■ WORK INSTRUCTIONS
Quote all of the entries word for word.
[START OF GIVEN DATA]
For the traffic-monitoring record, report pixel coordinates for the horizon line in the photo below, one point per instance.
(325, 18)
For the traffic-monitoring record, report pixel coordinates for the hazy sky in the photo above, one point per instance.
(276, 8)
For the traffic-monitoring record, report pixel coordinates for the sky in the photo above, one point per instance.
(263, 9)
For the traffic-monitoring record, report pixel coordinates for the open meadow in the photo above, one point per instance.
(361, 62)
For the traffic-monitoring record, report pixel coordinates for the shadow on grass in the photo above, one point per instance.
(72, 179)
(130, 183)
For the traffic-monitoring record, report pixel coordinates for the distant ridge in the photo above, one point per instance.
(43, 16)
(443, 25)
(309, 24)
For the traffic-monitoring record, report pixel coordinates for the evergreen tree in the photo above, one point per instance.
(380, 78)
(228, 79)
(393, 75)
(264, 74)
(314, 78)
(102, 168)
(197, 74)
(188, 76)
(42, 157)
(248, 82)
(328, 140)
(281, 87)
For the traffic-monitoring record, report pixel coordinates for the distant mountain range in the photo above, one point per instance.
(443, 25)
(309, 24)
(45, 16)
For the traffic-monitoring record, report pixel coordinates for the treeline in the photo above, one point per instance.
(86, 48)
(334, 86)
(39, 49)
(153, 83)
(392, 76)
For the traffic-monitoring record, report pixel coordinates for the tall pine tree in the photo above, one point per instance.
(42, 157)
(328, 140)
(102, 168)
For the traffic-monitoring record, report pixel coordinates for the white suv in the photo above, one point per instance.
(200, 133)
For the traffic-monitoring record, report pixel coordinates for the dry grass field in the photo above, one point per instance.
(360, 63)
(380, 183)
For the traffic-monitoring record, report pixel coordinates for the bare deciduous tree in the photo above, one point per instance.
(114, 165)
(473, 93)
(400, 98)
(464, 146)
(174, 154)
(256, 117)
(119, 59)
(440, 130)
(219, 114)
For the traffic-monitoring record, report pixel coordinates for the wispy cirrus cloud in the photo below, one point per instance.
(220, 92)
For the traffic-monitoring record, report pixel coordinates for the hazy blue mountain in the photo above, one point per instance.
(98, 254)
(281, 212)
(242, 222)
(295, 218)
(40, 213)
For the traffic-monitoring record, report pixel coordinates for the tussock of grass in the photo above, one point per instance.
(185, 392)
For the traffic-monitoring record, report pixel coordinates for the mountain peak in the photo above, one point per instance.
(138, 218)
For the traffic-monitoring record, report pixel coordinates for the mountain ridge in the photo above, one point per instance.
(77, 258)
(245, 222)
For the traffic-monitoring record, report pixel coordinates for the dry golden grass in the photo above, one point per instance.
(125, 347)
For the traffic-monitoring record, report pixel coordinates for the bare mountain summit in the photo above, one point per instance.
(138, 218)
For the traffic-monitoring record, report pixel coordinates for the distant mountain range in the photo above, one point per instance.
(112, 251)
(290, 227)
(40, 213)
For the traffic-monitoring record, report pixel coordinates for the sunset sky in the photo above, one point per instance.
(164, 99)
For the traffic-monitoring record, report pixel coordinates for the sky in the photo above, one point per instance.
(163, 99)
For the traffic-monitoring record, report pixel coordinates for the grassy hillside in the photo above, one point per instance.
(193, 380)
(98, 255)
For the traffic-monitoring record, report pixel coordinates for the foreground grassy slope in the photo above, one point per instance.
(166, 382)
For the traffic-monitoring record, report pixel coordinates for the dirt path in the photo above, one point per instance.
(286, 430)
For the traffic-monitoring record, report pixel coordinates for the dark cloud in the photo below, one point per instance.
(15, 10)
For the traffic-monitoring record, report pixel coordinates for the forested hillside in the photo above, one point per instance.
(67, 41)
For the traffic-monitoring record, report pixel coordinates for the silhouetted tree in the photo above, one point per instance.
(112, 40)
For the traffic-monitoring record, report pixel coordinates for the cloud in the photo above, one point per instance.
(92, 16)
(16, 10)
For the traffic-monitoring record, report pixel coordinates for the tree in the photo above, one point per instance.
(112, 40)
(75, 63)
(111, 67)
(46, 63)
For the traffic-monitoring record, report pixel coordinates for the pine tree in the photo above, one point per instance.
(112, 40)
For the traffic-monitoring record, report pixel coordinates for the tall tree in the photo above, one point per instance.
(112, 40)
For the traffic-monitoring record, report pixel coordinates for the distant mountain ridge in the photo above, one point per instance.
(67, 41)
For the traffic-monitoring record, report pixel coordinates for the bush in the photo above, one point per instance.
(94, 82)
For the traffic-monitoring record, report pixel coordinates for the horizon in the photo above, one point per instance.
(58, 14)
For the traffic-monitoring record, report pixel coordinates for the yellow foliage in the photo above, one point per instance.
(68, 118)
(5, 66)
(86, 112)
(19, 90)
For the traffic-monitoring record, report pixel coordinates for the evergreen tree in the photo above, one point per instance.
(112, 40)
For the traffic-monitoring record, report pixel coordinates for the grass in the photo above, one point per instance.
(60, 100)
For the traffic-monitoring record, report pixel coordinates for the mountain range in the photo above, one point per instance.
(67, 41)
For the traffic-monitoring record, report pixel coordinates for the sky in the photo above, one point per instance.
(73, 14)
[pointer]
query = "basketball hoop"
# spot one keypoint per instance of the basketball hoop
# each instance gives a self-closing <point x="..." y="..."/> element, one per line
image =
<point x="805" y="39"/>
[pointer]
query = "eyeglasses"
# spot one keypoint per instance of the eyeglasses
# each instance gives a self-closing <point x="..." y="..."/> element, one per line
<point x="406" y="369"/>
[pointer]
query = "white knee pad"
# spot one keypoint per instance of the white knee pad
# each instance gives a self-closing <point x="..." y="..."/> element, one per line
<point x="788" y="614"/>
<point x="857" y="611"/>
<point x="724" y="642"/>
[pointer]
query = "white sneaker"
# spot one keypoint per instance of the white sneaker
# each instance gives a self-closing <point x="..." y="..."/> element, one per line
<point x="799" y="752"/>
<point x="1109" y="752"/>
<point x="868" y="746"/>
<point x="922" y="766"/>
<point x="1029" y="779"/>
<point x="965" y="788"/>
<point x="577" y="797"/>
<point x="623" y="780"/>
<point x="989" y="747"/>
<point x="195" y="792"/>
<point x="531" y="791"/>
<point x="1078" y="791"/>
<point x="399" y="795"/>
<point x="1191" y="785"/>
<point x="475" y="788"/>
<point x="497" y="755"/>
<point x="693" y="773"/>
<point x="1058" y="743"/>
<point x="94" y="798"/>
[END OF GIVEN DATA]
■ ANSWER TO THE TASK
For the traffic-monitoring record, report pixel coordinates for the horizon line in the photo below, one point per instance.
(325, 18)
For the traffic-monitoring record, report pixel coordinates for the hazy sky in the photo above, one point per instance.
(276, 8)
For the traffic-monitoring record, report pixel coordinates for the sky in the photo above, one point per instance.
(263, 9)
For the traffic-monitoring record, report pixel coordinates for the open meadow in the photo above, one point per instance.
(361, 62)
For the traffic-monitoring record, report pixel coordinates for the shadow on grass in the photo above, one point per instance.
(72, 179)
(130, 183)
For the traffic-monitoring record, report pixel coordinates for the distant ridge in the photo above, one point per instance.
(43, 16)
(443, 25)
(309, 24)
For the traffic-monitoring record, report pixel coordinates for the evergreen tree in the photo above, one point per instance.
(380, 78)
(228, 79)
(393, 75)
(264, 74)
(314, 78)
(102, 168)
(197, 74)
(188, 76)
(42, 157)
(248, 82)
(328, 140)
(281, 87)
For the traffic-monitoring record, report pixel coordinates for the distant mountain range in the photo above, one point per instance.
(443, 25)
(309, 24)
(45, 16)
For the traffic-monitoring record, report pixel coordinates for the treeline in the photo above, one point per instance.
(86, 48)
(334, 86)
(39, 49)
(153, 83)
(392, 76)
For the traffic-monitoring record, report pixel coordinates for the tall pine tree in the photo above, one point per instance.
(42, 157)
(328, 140)
(102, 168)
For the traffic-monitoring record, report pixel coordinates for the white suv in the photo above, one point per instance.
(200, 133)
For the traffic-monitoring record, report pixel coordinates for the dry grass field in the photo above, one point per instance.
(360, 63)
(380, 183)
For the traffic-monitoring record, report pixel coordinates for the bare deciduous tree in the photo above, one point per instance.
(114, 165)
(473, 93)
(400, 98)
(464, 146)
(174, 154)
(256, 117)
(119, 59)
(440, 130)
(219, 114)
For the traffic-monitoring record, report pixel coordinates for the wispy cirrus cloud in the photo below, one point per instance.
(220, 92)
For the traffic-monitoring record, report pixel coordinates for the hazy blue mountain in the photo above, one point per instance.
(98, 254)
(281, 212)
(242, 222)
(295, 218)
(40, 213)
For the traffic-monitoring record, report pixel coordinates for the tussock of grass in the photo above, one point per instance.
(185, 392)
For the traffic-monitoring record, report pixel coordinates for the mountain peak in the photo above, one point per instance.
(138, 218)
For the traffic-monitoring record, report pixel coordinates for the mountain ridge in the photo above, one point per instance.
(77, 258)
(245, 222)
For the traffic-monitoring record, report pixel coordinates for the dry golden grass in the photo above, one point per instance.
(125, 347)
For the traffic-monitoring record, report pixel coordinates for the bare mountain summit in the photo above, one point per instance.
(138, 218)
For the traffic-monitoring record, report pixel coordinates for the distant mountain range in the photo above, one point per instance.
(112, 251)
(290, 227)
(40, 213)
For the traffic-monitoring record, report pixel coordinates for the sunset sky in the photo above, one point per instance.
(164, 99)
For the traffic-monitoring record, report pixel coordinates for the sky in the photo above, one point per instance.
(163, 99)
For the traffic-monitoring record, report pixel coordinates for the grassy hillside in the photo above, one point per instance.
(193, 380)
(98, 255)
For the traffic-monitoring record, report pixel coordinates for the foreground grassy slope in the photo above, one point per instance.
(166, 382)
For the traffic-monitoring record, report pixel coordinates for the dirt path in the photo above, one point per instance.
(286, 430)
For the traffic-monitoring record, report pixel coordinates for the dark cloud in the photo below, one point per instance.
(15, 10)
For the traffic-monitoring record, report pixel coordinates for the forested hillside in the photo above, one point per instance.
(67, 41)
For the traffic-monitoring record, report pixel coordinates for the silhouetted tree in the photo above, one point per instance.
(112, 40)
For the traffic-monitoring record, report pixel coordinates for the cloud in the photo above, one point per instance.
(92, 16)
(16, 10)
For the traffic-monitoring record, report pixel coordinates for the tree in the photo above, one point per instance.
(112, 40)
(75, 63)
(111, 67)
(46, 63)
For the traffic-monitoring record, report pixel coordinates for the pine tree in the photo above, one point per instance.
(112, 40)
For the traffic-monitoring record, report pixel coordinates for the tall tree in the photo above, one point per instance.
(112, 40)
For the traffic-monitoring record, report pixel coordinates for the distant mountain ridge in the photo above, one point per instance.
(67, 41)
For the traffic-monitoring record, report pixel coordinates for the bush in the photo above, one point per instance.
(94, 82)
For the traffic-monitoring record, report pixel coordinates for the horizon in the photo above, one point per instance.
(58, 14)
For the traffic-monitoring record, report pixel coordinates for the yellow foliage in the photo above, one point per instance.
(68, 118)
(5, 66)
(86, 112)
(19, 90)
For the traffic-monitoring record, report pixel coordinates for the evergreen tree in the photo above, one point per instance.
(112, 40)
For the traffic-monitoring record, report pixel coordinates for the grass in the photo above, one point per instance.
(60, 100)
For the traffic-monitoring record, report pixel coordinates for the mountain range in the photo above, one point per instance.
(67, 41)
For the traffic-monitoring record, report pixel coordinates for the sky in the photo above, one point per instance.
(73, 14)
[pointer]
query = "basketball hoop"
# spot one keypoint per instance of the basketball hoop
# each instance gives a self-closing <point x="..." y="..."/> element, one per line
image =
<point x="805" y="39"/>
[pointer]
query = "eyeglasses"
# spot one keypoint per instance of the eyeglasses
# each instance gives a self-closing <point x="..." y="..."/> element, one per line
<point x="406" y="369"/>
[pointer]
query = "white knee pad"
# spot one keypoint per instance of the white knee pad
# each instance gives a self-closing <point x="..." y="..."/> element, one per line
<point x="788" y="614"/>
<point x="857" y="611"/>
<point x="724" y="642"/>
[pointer]
query = "white sneaker"
# spot one keypoint per instance of the white sneaker
# each instance gives a self-closing <point x="..." y="..."/> element, one per line
<point x="799" y="752"/>
<point x="1109" y="752"/>
<point x="868" y="746"/>
<point x="922" y="766"/>
<point x="1029" y="779"/>
<point x="965" y="788"/>
<point x="577" y="797"/>
<point x="623" y="780"/>
<point x="989" y="747"/>
<point x="195" y="792"/>
<point x="531" y="791"/>
<point x="1078" y="791"/>
<point x="399" y="795"/>
<point x="1191" y="785"/>
<point x="475" y="788"/>
<point x="497" y="755"/>
<point x="693" y="773"/>
<point x="1058" y="743"/>
<point x="94" y="798"/>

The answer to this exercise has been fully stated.